[Start of Extracted material]

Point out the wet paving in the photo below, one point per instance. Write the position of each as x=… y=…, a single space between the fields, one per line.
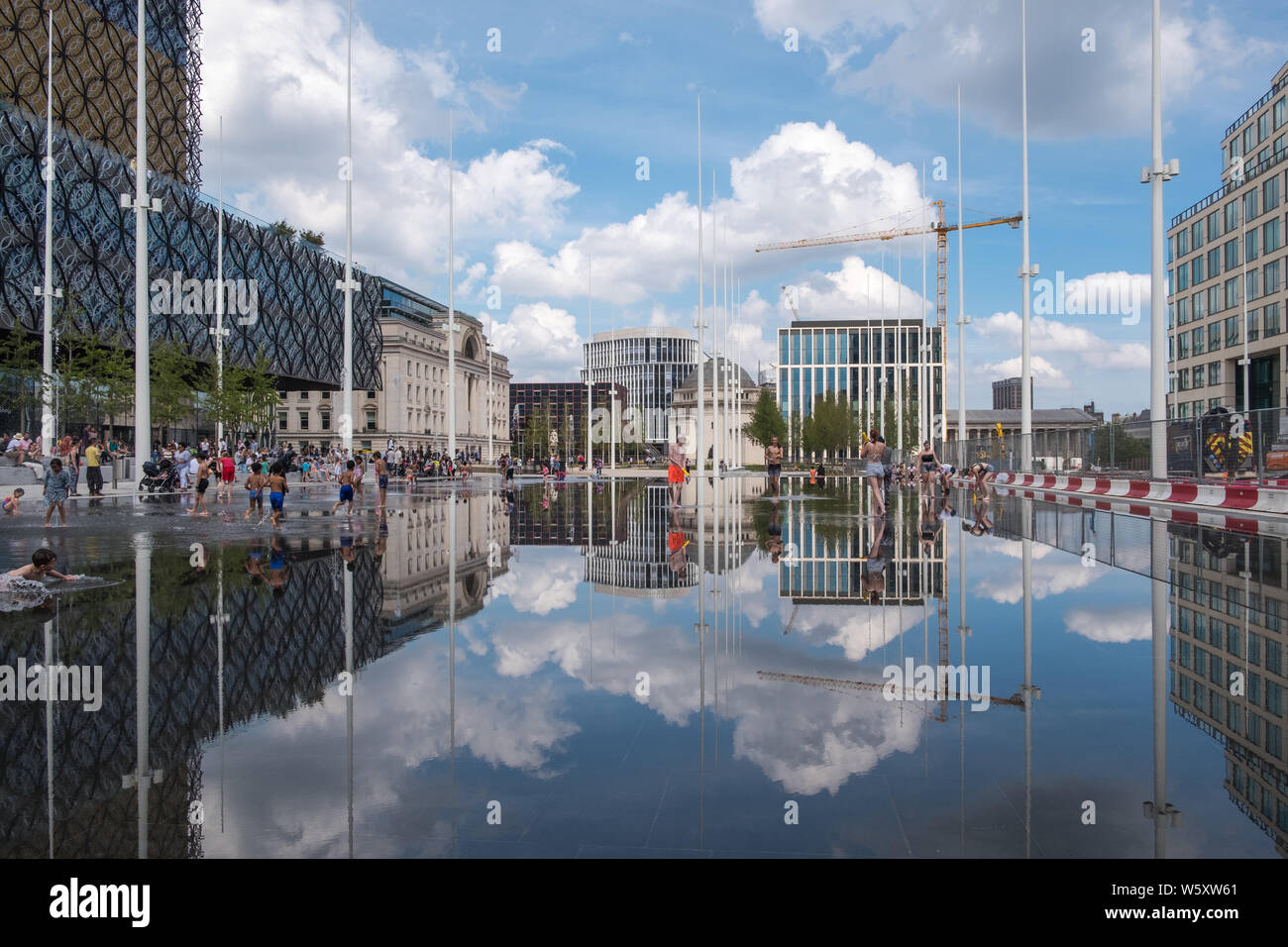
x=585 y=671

[End of Extracted material]
[Start of Extracted material]

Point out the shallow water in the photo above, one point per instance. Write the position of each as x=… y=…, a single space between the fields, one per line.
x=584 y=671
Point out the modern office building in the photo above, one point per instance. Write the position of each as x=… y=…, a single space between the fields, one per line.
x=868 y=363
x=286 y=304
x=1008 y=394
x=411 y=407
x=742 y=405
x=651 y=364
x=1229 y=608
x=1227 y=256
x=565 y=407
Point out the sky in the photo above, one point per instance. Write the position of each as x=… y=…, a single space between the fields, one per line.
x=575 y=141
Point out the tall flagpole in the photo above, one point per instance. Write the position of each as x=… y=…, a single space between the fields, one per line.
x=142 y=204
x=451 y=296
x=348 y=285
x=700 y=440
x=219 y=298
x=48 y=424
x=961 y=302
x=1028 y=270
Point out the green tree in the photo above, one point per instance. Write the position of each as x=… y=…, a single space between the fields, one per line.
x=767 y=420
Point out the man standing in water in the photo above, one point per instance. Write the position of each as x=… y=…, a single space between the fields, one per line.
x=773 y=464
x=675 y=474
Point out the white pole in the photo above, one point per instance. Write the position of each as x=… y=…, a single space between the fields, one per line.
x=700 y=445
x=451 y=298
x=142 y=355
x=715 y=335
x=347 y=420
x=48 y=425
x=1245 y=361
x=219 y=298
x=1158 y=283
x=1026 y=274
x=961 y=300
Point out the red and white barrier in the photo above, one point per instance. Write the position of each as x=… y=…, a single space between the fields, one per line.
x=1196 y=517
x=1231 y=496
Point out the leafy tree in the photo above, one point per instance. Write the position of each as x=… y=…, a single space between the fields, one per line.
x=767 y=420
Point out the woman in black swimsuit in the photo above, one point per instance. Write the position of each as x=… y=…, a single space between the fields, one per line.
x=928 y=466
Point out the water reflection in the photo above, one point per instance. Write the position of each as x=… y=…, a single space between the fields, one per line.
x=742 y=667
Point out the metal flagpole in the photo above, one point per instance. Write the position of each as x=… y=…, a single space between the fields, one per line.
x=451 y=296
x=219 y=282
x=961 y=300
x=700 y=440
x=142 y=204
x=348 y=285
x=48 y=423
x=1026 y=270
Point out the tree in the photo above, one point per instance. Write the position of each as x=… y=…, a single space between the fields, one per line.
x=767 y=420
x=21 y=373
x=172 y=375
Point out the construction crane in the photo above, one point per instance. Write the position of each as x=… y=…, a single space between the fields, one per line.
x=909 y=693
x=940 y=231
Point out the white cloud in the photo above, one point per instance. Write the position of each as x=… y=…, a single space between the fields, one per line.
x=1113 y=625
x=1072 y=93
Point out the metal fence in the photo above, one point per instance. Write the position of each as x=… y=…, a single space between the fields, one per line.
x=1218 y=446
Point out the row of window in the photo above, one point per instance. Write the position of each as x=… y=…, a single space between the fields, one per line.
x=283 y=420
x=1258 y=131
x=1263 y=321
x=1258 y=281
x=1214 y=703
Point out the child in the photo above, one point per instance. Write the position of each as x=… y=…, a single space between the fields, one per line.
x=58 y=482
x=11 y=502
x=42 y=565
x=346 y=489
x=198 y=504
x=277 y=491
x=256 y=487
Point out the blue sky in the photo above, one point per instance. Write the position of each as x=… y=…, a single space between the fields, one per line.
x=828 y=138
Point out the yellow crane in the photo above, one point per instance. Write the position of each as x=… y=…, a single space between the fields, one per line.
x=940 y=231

[End of Extracted material]

* _Directive_
Copy out every line of the material above that contains the word "water".

* _Task result_
Point out the shallow water in the photo above, one point per instance. Write the position of each as x=… y=…, a single space between the fields, one per line.
Point out the man standing in water in the photo above, one point per instance. Write the position of each as x=… y=…, a single space between the fields, one per line.
Point out the water reflection in the photo above, one point per instance. Write the position of each as x=… y=…, a single space between the fields, one per line.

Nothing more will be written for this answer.